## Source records
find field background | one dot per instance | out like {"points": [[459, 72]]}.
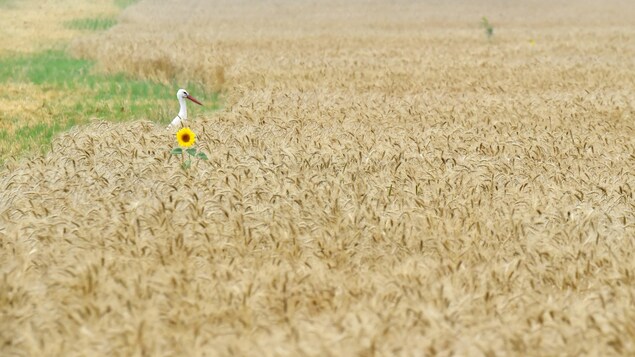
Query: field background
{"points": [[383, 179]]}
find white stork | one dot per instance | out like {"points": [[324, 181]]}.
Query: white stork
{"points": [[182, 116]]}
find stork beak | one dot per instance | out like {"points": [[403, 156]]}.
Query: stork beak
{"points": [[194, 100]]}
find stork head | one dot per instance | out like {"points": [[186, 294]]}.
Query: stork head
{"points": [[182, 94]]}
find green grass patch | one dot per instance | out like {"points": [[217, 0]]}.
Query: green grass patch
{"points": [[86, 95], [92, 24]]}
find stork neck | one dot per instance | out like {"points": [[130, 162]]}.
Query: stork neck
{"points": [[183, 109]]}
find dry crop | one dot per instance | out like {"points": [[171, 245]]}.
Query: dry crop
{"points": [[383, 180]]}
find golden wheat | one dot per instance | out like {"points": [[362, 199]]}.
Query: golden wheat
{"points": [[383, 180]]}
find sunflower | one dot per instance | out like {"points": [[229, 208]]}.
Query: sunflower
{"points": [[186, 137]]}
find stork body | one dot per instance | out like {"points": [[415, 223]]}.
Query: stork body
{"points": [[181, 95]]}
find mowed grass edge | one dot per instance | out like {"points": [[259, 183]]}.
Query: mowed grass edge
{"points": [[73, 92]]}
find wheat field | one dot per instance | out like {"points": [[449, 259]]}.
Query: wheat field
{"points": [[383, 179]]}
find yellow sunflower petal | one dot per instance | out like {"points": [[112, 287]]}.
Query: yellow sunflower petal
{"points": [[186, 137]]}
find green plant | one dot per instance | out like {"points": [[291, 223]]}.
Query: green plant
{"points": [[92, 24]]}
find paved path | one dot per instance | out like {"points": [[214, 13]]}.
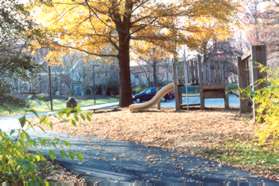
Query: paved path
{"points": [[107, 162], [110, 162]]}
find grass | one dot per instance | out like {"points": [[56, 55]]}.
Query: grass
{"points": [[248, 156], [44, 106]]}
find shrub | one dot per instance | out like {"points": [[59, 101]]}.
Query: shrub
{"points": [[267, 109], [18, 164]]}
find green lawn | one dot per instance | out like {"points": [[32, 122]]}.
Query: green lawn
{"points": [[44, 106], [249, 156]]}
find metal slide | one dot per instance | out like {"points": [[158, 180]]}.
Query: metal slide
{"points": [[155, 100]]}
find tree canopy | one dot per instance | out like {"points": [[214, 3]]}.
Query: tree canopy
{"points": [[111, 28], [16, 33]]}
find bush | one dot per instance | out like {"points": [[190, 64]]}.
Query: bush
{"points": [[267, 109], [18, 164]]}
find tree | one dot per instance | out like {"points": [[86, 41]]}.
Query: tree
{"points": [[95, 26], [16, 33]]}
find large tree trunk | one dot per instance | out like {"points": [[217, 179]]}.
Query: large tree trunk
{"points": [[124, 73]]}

## Goal
Only the lines from the one containing "find sunflower |" through the last line of the data belong in the copy, both included and reproduced exactly. Pictures do not.

## Written solution
find sunflower | one dot per instance | out like {"points": [[229, 208]]}.
Query: sunflower
{"points": [[186, 137]]}
find stork body | one dot per instance | out like {"points": [[415, 223]]}.
Query: stork body
{"points": [[181, 95]]}
find mowed grass edge | one dot per instance | out like {"points": [[259, 183]]}.
Query: mowed grass edge
{"points": [[73, 92]]}
find wheat field | one dot per instance | out like {"points": [[449, 259]]}.
Query: wheat field
{"points": [[383, 179]]}
find yellow sunflower petal | one dot per instance | out like {"points": [[112, 287]]}.
Query: yellow sunflower petal
{"points": [[186, 137]]}
find green plant | one dot per instance | out like {"points": [[291, 223]]}.
Query: green plant
{"points": [[92, 24]]}
find paved path | one dot per instance | out like {"points": [[214, 13]]}.
Query: paved path
{"points": [[107, 162], [110, 162]]}
find grass | one dot per instance | out like {"points": [[56, 55]]}.
Query: grass
{"points": [[248, 156], [44, 106]]}
find shrub | one dot per instance | out like {"points": [[59, 101]]}.
Query: shrub
{"points": [[267, 109], [18, 164]]}
find green lawn | one dot per instance | out like {"points": [[32, 122]]}.
Query: green lawn
{"points": [[44, 106], [249, 156]]}
find metal slide | one dot per instance | out like {"points": [[158, 180]]}.
Query: metal slide
{"points": [[155, 100]]}
find tree canopy | one dot per instance | out like {"points": [[214, 3]]}.
Query: tree canopy
{"points": [[111, 28], [16, 33]]}
find bush | one dot per instance | out like {"points": [[190, 64]]}.
Query: bush
{"points": [[267, 109], [18, 164]]}
find tree | one dot per instance | out like {"points": [[86, 41]]}.
Query: tree
{"points": [[95, 26], [16, 33]]}
find large tree trunk | one dot per instance | out like {"points": [[217, 179]]}.
Query: large tree trunk
{"points": [[124, 73]]}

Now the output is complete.